Heute morgen, am 21. Juli, widerfuhr mir die große Ehre einer Audienz bei Seiner Hoheit dem Maharadscha von Mayurbhanj, der gerade aus Simla angekommen war. Er lebt in seinem eigenen Staate Mayurbhanj, hielt sich aber für einen Tag in seinem Stadtpalast in Calcutta auf. Er ist ein junger, ungefähr vierundzwanzig Jahre alter Fürst. Alle diese Maharadschas (Fürsten) haben in ihrem eigenen Staate das Ansehen von Königen. Er ist Hindu, glaubt aber an eine universale Religion. Wegen dieser Audienz, zu dem mich Herr Bakhtiar begleitete, hatte ich meine Abreise verschoben.
══════════════════════════════
#### AUFTRAG
Gib den Text über die Audienz vollständig und wortgetreu wieder. Die anschließenden Zeilen sind eigenständiges Material und gehören nicht zum Text über die Audienz.

#### BEIGEFÜGTES MATERIAL
══════════════════════════════
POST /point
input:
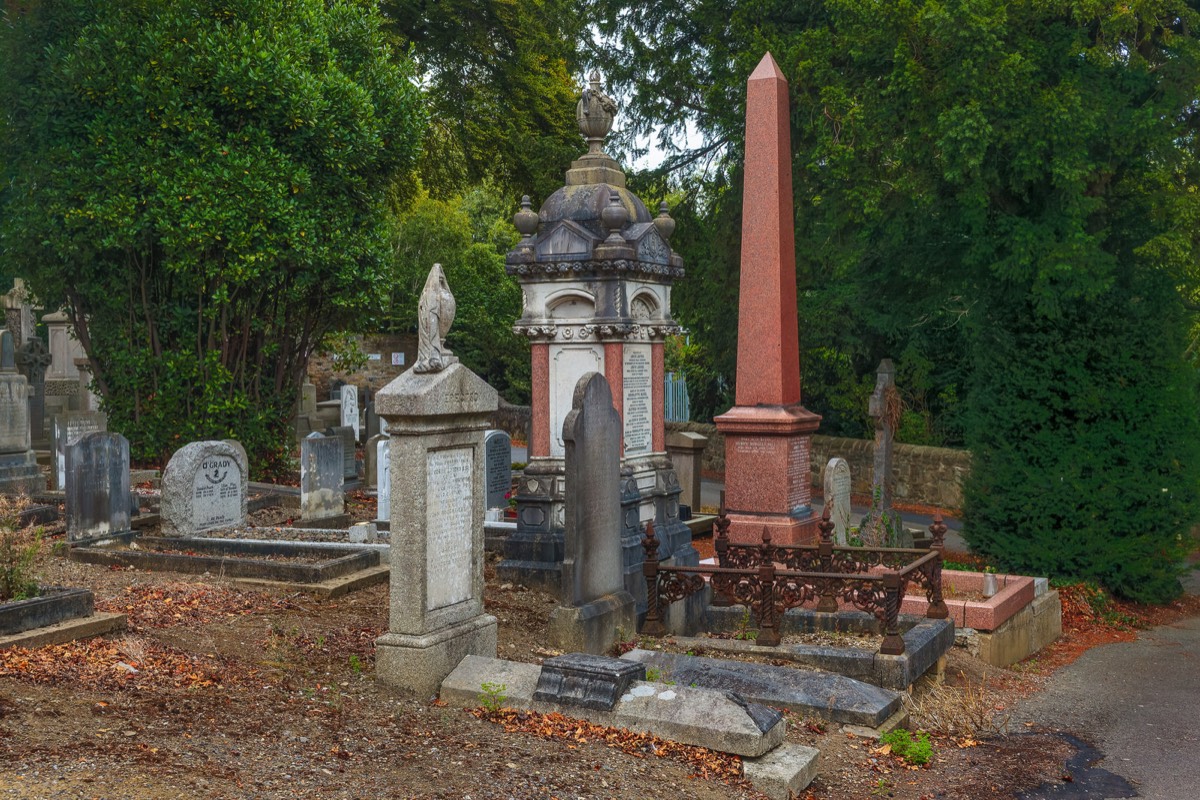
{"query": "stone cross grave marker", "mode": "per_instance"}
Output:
══════════════════════════════
#### SCHRIFTLICHE ANTWORT
Heute morgen, am 21. Juli, widerfuhr mir die große Ehre einer Audienz bei Seiner Hoheit dem Maharadscha von Mayurbhanj, der gerade aus Simla angekommen war. Er lebt in seinem eigenen Staate Mayurbhanj, hielt sich aber für einen Tag in seinem Stadtpalast in Calcutta auf. Er ist ein junger, ungefähr vierundzwanzig Jahre alter Fürst. Alle diese Maharadschas (Fürsten) haben in ihrem eigenen Staate das Ansehen von Königen. Er ist Hindu, glaubt aber an eine universale Religion. Wegen dieser Audienz, zu dem mich Herr Bakhtiar begleitete, hatte ich meine Abreise verschoben.